-- start Document segment --
# Woodburning straight lines



## EnRouteWoodcrafts (Oct 23, 2012)

I have been woodburning for a while now and feel like im pretty good at it but the problem im having most is trying to get a thin straight line with one of the thin pointed tips. Any advice on how to make my thin lines look straight and not wobbly?
Thanks


----------



## Iceman567 (Apr 29, 2012)

A few possibilities. Not sure what you are burning the lines into. A small V-gouge and using a straight edge, carve a very shallow v-groove and burn that. Or use a wooden ruler with the _thin_ metal strip on the edge. Too much metal will draw the heat out of your tip.

Good luck.


----------



## Galaktia (Jan 18, 2013)

Hello Enroute, 

A couple of things that I have used. A pre-drawn line drawn with a graphite pencil, or patterned onto your design using a laser printed line and a patterning bit/heat bit, or a household iron gives you a line to follow and goes will with tracing skill.
-- end Document segment --
-- start Supplied material --
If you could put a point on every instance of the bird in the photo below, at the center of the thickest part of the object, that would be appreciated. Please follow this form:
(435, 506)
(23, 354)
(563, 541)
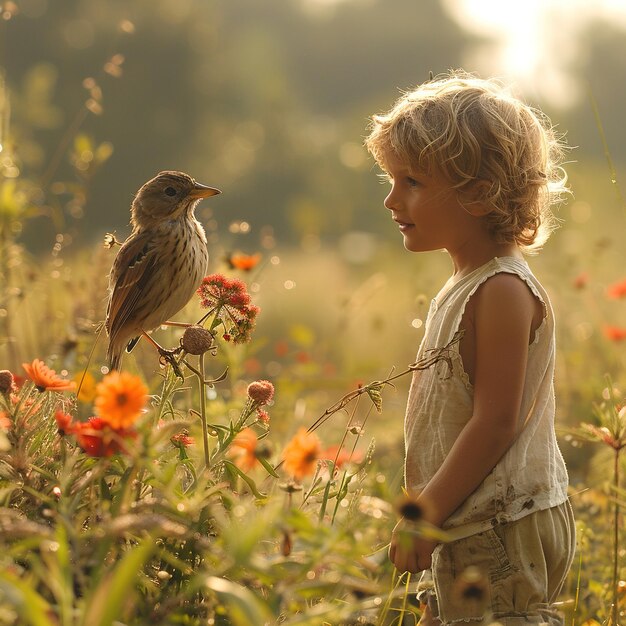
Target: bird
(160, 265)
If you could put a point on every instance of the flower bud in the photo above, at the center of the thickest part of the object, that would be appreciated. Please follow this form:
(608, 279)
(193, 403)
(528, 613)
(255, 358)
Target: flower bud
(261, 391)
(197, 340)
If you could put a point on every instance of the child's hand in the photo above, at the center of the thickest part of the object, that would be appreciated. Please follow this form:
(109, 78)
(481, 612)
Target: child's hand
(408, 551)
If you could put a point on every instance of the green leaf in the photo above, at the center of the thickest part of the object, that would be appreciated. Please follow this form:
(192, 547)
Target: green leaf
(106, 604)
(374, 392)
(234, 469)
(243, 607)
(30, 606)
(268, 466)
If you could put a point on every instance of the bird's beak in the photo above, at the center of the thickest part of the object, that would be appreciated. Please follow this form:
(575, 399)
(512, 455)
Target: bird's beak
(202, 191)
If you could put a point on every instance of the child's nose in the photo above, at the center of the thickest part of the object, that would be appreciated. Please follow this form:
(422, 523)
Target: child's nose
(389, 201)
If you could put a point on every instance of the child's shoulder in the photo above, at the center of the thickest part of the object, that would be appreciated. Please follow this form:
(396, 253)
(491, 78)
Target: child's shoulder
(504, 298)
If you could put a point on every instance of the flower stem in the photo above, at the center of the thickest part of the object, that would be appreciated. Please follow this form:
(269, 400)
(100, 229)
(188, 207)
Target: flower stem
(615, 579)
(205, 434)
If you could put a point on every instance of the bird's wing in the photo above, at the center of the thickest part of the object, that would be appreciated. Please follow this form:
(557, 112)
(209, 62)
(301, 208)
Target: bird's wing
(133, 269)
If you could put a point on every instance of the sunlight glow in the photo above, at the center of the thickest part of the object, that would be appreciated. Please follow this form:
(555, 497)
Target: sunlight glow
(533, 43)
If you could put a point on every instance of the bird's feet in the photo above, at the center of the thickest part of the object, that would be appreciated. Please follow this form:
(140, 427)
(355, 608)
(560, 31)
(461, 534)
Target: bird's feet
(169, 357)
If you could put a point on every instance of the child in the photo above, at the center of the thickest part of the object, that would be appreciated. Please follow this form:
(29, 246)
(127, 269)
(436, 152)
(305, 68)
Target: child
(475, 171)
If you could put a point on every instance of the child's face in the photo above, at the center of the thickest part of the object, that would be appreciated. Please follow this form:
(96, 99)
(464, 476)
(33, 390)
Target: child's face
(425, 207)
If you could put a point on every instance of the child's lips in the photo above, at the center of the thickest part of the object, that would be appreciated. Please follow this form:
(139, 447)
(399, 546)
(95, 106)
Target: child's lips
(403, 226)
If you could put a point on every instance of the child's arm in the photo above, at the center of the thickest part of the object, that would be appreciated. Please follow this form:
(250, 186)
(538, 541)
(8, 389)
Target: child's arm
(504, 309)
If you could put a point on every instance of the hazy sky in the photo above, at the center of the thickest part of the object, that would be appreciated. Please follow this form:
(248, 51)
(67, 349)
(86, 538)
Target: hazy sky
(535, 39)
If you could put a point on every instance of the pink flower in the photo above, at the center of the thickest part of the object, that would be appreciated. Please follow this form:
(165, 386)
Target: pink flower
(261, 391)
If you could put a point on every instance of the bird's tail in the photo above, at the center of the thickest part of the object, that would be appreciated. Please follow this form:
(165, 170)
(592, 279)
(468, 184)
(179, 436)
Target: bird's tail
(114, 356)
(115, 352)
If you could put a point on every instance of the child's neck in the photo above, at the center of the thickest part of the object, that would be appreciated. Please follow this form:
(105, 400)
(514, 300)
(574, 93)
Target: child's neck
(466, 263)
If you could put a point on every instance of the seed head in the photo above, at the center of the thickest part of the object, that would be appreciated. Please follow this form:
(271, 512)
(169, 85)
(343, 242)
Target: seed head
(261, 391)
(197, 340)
-- end Supplied material --
• [Work instructions]
Continue the forum thread about burning straight lines in wood, picking up right after its last sentence.

• [Exercise result]
As iceman said metal will draw heat from the tip and wood will burn, but if you raise a small metal bar up so it is touching the pyro-pen shaft above the tip it doesn't cool the tip and can act as a guide, raised up and clamped on two short wooden blocks, can give a good mount.

And of course remember it's easier to draw a straight line if you're drawing it diagonally towards your dominant hands side (motor neuron theory) rather than drawing one across or straight down from your bodies perspective. So rotating the piece to the right angle can help.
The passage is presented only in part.